Excerpt to read.
>>>>
Preheat the oven to 400°F/200°C/Gas 6. Lightly grease or line a baking dish with parchment paper. Set it aside.
Prepare the Brussels sprouts by trimming the ends and cutting any large ones in half.
Wrap each Brussels sprout with a strip of bacon and secure with a toothpick.
Arrange the wrapped sprouts seam-side down in the baking dish.
Mix the maple syrup, whole grain mustard, and paprika together in a small bowl.
Brush the glaze over the bacon wrapped Brussels sprouts and season lightly with salt and pepper.
Bake for 20–25 minutes, turning once halfway through, until the bacon is crisp and the sprouts are tender.
Rest for 5 minutes, remove toothpicks, then serve and enjoy!
Notes
Tips
Use thin-cut bacon so it crisps up properly in the oven.
If your sprouts are large, halving them helps everything cook evenly.
Substitutions
Swap maple syrup for honey if needed.
<<<<
Challenge 1.
In the records, render the part that opens with the line containing "Draw the outline of every instance of the orange" and closes with the line containing "Please outline every instance of the orange" as a JSON list of strings, one string per line and blank lines left out.
The records that follow are unrelated to the bacon-wrapped Brussels sprouts recipe.

Record set.
>>>>
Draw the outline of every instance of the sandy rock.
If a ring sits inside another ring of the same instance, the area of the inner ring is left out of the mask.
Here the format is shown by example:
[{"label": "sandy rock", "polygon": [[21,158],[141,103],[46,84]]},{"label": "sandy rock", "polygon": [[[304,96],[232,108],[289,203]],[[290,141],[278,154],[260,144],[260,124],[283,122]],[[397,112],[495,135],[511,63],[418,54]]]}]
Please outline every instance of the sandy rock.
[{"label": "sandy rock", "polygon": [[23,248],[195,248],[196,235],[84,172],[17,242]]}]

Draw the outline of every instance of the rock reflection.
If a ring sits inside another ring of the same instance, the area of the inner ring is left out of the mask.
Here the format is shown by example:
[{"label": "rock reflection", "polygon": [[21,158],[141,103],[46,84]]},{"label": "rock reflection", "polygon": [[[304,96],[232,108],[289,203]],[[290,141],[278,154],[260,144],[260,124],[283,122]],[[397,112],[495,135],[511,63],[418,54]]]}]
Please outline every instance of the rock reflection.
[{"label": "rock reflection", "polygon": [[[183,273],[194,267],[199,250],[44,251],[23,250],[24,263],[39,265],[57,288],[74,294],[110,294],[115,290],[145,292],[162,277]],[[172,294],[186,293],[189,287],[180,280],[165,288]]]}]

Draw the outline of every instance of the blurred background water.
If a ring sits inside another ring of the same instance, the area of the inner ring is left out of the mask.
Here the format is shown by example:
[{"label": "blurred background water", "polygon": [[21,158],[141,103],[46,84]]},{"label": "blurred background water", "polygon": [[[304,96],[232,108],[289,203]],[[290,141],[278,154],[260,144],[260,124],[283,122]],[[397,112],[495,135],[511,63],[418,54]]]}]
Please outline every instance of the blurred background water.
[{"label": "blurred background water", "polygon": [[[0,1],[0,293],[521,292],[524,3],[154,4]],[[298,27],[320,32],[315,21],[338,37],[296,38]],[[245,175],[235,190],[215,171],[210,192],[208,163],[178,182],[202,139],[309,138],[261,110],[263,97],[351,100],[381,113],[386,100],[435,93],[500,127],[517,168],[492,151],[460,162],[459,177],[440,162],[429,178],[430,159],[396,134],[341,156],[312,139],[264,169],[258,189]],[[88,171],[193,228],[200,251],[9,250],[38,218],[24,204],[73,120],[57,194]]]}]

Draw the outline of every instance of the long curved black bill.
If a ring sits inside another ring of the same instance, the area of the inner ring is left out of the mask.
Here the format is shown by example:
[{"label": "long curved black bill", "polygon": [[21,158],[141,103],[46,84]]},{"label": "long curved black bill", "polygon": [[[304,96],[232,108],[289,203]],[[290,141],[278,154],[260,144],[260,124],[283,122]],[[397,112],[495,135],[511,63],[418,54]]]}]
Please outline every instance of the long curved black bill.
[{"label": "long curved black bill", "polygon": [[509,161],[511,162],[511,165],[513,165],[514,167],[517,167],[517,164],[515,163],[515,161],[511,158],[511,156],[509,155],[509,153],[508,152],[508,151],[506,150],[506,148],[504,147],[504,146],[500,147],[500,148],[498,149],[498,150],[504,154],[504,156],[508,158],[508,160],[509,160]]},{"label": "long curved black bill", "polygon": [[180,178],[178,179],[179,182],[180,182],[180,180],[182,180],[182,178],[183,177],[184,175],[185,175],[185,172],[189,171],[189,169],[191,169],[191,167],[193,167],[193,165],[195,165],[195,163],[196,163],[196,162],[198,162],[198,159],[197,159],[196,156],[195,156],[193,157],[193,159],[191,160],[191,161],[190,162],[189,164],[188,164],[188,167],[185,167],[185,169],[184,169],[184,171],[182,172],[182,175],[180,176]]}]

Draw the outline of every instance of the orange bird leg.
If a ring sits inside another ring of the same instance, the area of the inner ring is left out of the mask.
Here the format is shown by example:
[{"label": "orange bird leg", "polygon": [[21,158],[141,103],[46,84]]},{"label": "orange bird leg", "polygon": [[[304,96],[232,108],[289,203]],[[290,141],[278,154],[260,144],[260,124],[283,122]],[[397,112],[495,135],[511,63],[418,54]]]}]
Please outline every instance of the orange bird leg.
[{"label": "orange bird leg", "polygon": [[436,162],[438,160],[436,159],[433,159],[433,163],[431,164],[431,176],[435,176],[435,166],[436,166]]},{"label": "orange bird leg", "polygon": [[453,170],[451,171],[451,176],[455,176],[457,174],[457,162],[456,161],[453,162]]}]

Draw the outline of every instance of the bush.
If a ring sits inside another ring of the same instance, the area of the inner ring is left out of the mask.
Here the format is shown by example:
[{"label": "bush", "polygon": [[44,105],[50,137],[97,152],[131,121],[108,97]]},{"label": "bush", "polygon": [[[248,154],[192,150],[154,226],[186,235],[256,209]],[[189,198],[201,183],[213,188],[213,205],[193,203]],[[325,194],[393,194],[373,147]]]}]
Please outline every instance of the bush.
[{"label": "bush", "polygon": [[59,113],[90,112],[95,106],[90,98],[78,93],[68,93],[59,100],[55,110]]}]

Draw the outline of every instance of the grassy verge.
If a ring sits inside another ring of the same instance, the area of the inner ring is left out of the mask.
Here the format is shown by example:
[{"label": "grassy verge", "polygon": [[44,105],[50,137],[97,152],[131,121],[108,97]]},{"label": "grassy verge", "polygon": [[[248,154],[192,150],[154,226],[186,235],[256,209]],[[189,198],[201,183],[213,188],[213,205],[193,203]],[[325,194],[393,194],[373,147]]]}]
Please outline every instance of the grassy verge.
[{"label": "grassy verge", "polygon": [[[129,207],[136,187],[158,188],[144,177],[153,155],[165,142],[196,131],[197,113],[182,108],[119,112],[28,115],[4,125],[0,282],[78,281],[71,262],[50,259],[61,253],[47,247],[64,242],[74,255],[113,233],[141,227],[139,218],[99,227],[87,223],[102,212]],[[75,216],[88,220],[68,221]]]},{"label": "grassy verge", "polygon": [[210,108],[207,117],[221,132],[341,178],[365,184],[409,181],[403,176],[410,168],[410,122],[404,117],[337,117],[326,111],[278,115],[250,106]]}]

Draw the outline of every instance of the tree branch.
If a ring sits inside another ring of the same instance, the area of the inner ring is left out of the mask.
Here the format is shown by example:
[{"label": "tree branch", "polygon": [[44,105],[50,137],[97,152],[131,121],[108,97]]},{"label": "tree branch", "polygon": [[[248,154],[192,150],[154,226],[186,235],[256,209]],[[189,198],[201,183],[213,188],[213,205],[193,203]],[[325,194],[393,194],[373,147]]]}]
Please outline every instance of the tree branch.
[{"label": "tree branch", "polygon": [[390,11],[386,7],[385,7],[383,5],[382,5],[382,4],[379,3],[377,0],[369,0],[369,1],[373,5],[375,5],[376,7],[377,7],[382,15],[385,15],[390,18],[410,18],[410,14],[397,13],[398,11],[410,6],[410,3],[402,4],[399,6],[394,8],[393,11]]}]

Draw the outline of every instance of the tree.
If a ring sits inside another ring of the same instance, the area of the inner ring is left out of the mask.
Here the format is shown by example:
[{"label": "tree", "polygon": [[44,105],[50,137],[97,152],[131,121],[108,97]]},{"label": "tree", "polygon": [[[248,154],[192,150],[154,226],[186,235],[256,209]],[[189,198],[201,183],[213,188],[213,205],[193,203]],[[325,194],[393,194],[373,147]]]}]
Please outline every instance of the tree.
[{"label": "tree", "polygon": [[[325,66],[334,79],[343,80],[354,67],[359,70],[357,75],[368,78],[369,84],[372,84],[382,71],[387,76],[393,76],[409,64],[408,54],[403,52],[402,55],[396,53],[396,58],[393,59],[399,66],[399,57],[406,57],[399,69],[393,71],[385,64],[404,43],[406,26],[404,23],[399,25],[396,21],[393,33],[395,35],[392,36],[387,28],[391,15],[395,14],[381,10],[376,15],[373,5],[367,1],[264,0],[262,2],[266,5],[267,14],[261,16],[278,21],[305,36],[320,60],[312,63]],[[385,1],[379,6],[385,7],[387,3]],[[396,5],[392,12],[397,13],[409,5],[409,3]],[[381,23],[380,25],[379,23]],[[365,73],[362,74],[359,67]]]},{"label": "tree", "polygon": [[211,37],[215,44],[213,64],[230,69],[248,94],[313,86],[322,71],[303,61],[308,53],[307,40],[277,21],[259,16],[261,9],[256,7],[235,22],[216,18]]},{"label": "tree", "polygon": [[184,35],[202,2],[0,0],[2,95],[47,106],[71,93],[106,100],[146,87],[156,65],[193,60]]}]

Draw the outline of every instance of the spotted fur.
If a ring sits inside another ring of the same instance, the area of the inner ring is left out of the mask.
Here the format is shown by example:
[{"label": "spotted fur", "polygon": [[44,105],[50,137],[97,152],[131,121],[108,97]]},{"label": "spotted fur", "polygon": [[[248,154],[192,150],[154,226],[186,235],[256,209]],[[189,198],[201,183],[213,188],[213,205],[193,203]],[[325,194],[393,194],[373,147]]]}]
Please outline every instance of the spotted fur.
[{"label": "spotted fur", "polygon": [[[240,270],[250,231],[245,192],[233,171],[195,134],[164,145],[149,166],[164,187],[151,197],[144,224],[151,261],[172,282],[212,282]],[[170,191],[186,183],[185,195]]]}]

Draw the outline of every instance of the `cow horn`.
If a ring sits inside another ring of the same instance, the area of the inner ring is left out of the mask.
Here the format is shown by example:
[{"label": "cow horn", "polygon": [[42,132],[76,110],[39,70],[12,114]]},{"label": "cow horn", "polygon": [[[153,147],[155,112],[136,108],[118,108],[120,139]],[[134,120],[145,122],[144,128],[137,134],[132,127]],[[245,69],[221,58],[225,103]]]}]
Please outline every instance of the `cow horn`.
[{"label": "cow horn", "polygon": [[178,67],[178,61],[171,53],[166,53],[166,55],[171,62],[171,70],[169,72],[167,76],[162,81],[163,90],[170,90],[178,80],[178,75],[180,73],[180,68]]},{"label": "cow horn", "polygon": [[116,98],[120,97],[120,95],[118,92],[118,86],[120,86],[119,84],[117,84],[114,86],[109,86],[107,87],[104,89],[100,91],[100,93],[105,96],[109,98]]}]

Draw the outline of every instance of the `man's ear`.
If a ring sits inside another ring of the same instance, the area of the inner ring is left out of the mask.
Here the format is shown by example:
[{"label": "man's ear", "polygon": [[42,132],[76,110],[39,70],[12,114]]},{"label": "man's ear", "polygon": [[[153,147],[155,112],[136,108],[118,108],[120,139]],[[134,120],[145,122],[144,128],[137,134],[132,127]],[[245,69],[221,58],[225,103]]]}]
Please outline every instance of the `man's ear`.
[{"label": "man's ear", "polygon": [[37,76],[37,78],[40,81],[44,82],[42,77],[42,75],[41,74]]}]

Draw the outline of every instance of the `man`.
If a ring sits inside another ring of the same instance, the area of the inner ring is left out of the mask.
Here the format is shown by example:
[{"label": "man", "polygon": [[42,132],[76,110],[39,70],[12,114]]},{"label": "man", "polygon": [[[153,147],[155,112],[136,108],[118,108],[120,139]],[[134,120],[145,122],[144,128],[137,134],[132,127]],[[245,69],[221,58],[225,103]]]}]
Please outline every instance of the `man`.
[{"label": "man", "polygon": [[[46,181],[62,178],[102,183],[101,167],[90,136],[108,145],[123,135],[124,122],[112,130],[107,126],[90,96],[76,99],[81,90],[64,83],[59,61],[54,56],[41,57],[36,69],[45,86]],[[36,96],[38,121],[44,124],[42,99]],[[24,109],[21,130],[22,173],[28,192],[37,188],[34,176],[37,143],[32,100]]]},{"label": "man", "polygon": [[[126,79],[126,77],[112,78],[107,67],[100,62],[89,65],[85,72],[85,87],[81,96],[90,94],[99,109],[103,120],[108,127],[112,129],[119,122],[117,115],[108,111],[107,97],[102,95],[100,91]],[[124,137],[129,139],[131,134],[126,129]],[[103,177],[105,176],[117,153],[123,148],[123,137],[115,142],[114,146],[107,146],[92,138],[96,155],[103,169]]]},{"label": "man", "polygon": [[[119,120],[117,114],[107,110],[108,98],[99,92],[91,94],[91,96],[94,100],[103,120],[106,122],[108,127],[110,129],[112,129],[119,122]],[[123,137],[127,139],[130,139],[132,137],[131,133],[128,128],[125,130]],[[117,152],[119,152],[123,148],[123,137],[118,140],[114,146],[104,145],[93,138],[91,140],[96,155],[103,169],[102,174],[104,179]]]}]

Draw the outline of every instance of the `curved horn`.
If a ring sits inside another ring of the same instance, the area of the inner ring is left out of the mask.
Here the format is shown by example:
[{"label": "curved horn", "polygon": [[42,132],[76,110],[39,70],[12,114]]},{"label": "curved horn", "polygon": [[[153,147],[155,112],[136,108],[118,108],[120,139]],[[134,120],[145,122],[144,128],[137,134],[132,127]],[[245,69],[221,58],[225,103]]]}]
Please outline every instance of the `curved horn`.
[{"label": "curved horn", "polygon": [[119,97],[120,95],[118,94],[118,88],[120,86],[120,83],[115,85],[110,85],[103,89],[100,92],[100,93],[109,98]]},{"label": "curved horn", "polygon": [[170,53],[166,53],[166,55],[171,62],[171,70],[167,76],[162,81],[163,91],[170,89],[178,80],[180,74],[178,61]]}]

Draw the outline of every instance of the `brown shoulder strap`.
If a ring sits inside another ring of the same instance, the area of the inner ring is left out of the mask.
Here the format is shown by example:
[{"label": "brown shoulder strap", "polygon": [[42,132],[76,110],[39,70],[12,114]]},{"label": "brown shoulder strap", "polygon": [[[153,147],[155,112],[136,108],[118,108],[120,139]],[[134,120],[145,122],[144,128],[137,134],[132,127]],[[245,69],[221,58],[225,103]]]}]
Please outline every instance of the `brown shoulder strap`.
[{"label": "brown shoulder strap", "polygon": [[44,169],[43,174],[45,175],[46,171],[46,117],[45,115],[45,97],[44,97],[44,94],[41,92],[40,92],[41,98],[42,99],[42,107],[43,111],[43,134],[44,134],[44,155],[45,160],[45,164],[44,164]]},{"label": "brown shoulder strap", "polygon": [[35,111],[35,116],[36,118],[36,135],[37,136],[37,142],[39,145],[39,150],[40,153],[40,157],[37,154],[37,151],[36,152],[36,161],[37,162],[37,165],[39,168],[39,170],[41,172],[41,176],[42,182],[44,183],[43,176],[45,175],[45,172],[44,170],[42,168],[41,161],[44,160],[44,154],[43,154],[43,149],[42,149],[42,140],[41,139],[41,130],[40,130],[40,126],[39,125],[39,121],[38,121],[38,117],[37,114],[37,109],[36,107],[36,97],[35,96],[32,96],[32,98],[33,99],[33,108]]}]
<<<<
Challenge 2.
Continue the bacon-wrapped Brussels sprouts recipe from where it stops.

Output 1.
[
  "Draw the outline of every instance of the orange bird leg.",
  "If a ring sits inside another ring of the same instance, the area of the inner ring is left out of the mask.",
  "Here the format is shown by example:",
  "[{\"label\": \"orange bird leg\", \"polygon\": [[21,158],[141,103],[46,84]]},{\"label\": \"orange bird leg\", \"polygon\": [[[304,96],[232,108],[289,203]],[[290,141],[278,154],[260,144],[260,124],[283,122]],[[397,112],[495,135],[511,63],[418,54]]]}]",
  "Please outline every instance of the orange bird leg."
]

Output 2.
Smoked paprika adds an extra layer of flavor if you have it.
Want to make it vegetarian or vegan? Use plant-based bacon.
Leftovers & Freezing
Store leftovers in an airtight container in the refrigerator for up to 3 days.
Reheat in the oven or air fryer to crisp the bacon again.
Freezing is not recommended, as the texture of the Brussels sprouts and bacon will suffer once thawed and reheated.
Always consult the Food Standards Agency in your country for the most up-to-date advice on storing and freezing foods: Food Safety (USA) | Food Standards Agency (UK)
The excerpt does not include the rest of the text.